-- Begin --
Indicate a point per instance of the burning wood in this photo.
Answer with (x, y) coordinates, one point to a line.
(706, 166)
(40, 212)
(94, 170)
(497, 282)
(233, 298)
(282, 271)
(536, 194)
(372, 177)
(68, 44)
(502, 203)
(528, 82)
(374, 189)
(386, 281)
-- End --
Can you arrange the entries above as a two-column CSV with the columns "request" and "answer", one row per entry, putting its text and its answer each in one quoted field with line breaks turned into spaces?

request,answer
"Indicate a point per instance of the burning wood in this photo. Answer with (x, y) coordinates, one point to a line.","(706, 166) (40, 212) (94, 170) (497, 282) (233, 298) (282, 271) (536, 194) (372, 177) (68, 44) (502, 203) (528, 82) (374, 189) (386, 281)"